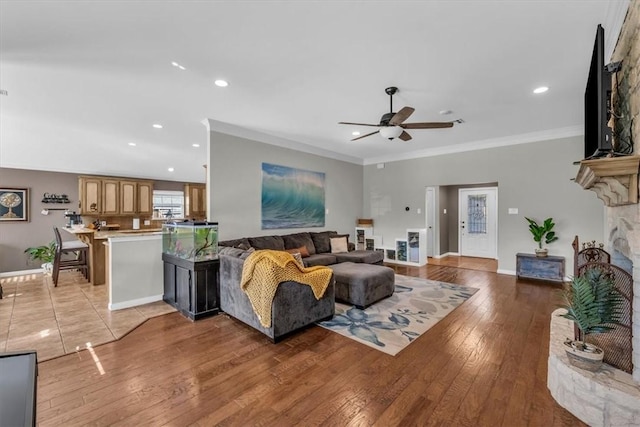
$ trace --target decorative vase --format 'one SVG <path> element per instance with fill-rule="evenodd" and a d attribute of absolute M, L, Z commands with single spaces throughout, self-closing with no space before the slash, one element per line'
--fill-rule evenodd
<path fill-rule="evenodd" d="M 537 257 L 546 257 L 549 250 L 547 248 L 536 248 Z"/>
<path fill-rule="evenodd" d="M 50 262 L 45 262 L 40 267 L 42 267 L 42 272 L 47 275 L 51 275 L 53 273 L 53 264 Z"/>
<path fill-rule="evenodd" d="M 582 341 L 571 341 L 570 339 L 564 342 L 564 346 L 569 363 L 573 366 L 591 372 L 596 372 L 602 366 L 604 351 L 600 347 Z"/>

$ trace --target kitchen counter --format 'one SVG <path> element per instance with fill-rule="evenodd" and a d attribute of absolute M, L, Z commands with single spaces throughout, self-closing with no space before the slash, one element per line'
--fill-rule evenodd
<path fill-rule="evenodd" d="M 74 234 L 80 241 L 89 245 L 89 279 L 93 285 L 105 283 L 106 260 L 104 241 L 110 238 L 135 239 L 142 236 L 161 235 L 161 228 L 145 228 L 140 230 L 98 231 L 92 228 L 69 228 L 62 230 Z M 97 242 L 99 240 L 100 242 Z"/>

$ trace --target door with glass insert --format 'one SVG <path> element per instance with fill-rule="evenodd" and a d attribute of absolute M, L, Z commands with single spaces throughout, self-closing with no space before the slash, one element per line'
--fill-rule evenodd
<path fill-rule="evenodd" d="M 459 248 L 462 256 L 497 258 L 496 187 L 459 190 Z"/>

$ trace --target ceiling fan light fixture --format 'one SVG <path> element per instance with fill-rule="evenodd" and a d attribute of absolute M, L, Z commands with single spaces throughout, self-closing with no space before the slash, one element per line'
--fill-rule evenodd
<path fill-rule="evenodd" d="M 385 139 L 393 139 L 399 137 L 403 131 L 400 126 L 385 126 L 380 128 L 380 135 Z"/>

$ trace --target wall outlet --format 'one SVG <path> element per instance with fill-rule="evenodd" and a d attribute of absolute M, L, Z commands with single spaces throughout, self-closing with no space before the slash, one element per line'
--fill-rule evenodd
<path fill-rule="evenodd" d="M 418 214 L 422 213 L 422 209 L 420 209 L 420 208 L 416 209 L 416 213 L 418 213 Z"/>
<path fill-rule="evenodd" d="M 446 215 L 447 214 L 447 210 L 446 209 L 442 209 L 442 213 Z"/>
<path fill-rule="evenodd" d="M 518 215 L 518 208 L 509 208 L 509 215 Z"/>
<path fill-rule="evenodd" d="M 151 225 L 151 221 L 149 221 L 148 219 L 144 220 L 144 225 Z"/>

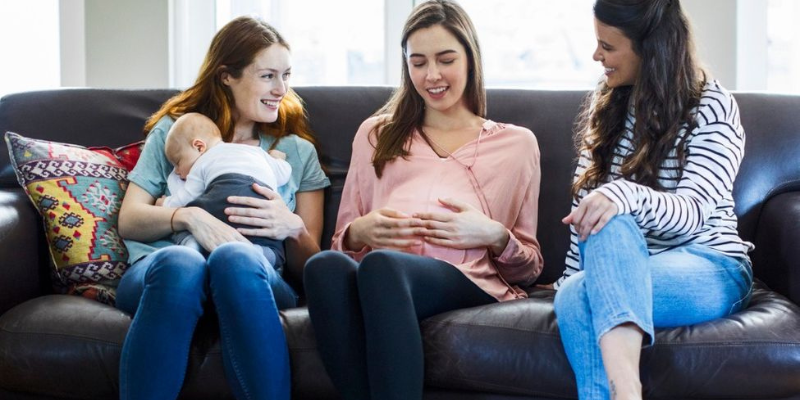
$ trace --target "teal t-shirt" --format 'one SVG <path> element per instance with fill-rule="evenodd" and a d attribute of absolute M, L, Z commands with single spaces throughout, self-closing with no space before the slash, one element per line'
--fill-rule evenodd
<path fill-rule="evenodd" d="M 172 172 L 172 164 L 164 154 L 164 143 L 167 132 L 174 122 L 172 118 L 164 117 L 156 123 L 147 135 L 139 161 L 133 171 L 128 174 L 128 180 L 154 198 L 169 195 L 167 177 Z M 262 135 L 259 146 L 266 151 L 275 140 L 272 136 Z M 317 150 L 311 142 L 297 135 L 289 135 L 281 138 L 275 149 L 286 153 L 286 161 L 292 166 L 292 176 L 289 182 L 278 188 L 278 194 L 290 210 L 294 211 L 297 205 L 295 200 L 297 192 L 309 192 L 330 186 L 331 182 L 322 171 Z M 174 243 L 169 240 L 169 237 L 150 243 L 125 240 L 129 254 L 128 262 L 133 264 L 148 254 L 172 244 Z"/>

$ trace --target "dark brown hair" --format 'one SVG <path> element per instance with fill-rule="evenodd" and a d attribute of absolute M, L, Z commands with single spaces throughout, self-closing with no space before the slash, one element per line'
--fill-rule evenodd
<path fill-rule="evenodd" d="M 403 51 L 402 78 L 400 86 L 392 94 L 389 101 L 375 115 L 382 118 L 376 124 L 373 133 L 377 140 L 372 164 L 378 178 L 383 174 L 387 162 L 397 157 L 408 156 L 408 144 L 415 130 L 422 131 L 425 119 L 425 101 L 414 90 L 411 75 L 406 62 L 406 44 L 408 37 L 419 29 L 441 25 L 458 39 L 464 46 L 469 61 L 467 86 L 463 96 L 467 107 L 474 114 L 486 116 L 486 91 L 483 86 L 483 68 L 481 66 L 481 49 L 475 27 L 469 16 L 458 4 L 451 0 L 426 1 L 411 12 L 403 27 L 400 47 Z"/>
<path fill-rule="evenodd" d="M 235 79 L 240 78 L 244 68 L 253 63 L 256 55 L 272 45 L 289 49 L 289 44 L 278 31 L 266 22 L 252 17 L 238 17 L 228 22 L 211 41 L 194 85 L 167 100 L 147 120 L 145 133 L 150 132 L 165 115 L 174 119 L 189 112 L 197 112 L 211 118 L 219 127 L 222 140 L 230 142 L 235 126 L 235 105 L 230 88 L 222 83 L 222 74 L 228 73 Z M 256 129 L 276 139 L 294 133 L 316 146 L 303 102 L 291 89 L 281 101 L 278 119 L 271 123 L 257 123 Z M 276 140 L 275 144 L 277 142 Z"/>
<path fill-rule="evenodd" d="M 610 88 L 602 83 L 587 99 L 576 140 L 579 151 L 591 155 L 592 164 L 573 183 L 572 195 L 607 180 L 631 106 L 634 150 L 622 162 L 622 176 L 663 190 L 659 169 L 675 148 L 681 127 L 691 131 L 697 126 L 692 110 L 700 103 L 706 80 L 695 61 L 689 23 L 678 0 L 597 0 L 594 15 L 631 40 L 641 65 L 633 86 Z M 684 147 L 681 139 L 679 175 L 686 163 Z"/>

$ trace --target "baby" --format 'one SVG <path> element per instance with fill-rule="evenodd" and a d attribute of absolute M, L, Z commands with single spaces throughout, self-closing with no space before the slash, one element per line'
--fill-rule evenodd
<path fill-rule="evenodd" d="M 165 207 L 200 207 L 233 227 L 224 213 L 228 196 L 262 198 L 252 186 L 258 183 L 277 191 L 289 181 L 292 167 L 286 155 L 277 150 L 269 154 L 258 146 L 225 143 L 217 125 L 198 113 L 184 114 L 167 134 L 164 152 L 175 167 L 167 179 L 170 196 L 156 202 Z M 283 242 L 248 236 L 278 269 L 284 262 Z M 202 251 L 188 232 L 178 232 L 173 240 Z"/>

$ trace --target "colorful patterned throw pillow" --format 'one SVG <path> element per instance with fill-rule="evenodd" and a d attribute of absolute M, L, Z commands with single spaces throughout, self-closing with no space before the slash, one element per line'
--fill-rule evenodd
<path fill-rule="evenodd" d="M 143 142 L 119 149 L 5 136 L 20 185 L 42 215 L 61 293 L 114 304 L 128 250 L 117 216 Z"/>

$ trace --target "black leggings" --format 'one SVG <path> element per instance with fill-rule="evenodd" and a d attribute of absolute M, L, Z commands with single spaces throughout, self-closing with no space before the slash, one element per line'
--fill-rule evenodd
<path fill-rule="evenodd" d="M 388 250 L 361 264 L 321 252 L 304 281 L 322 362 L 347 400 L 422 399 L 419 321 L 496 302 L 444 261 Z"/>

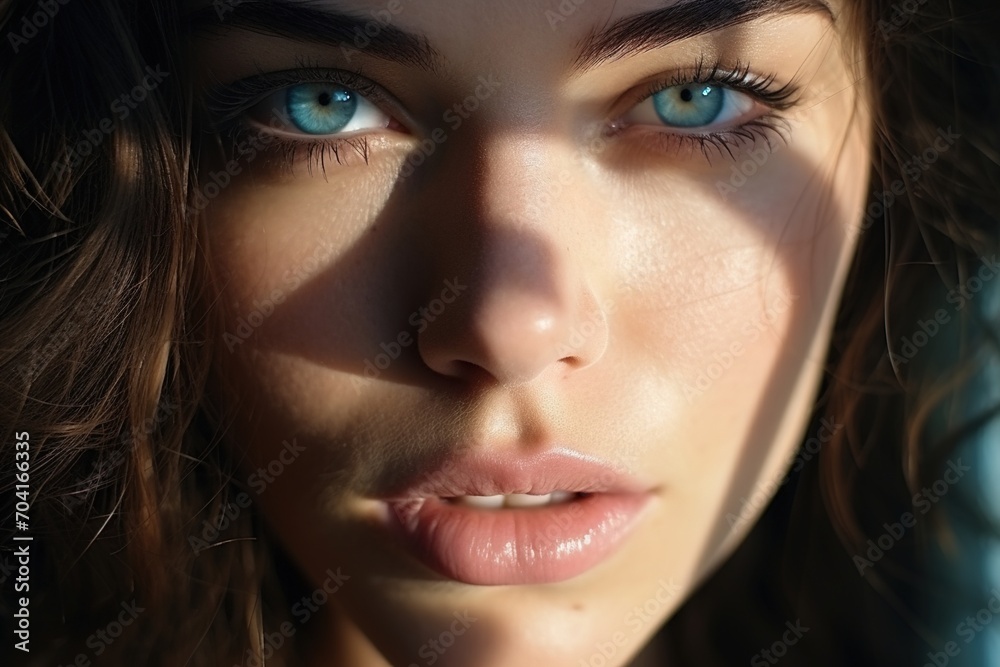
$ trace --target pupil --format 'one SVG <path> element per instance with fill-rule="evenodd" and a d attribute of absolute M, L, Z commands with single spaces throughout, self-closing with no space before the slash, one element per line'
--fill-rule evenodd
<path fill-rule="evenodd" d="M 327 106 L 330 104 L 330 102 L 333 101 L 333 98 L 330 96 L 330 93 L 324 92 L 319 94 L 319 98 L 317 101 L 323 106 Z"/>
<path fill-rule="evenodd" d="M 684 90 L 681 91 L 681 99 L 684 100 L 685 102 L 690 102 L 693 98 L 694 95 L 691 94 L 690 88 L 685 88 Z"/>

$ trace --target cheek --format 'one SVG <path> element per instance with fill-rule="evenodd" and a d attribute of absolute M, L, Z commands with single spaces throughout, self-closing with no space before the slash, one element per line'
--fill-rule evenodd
▬▬▬▬▬▬
# [Problem requirements]
Everything from the line containing "trace --target cheek" to the last line of the material above must be copied exactly, and only that.

# [Response to the task]
$ trace --target cheek --format 'one SVG <path> element per instance with fill-rule="evenodd" and a d attribute of absolute M, L, Z commands with single spaces throughout, self-closing with no space before the slash, one element per line'
--fill-rule evenodd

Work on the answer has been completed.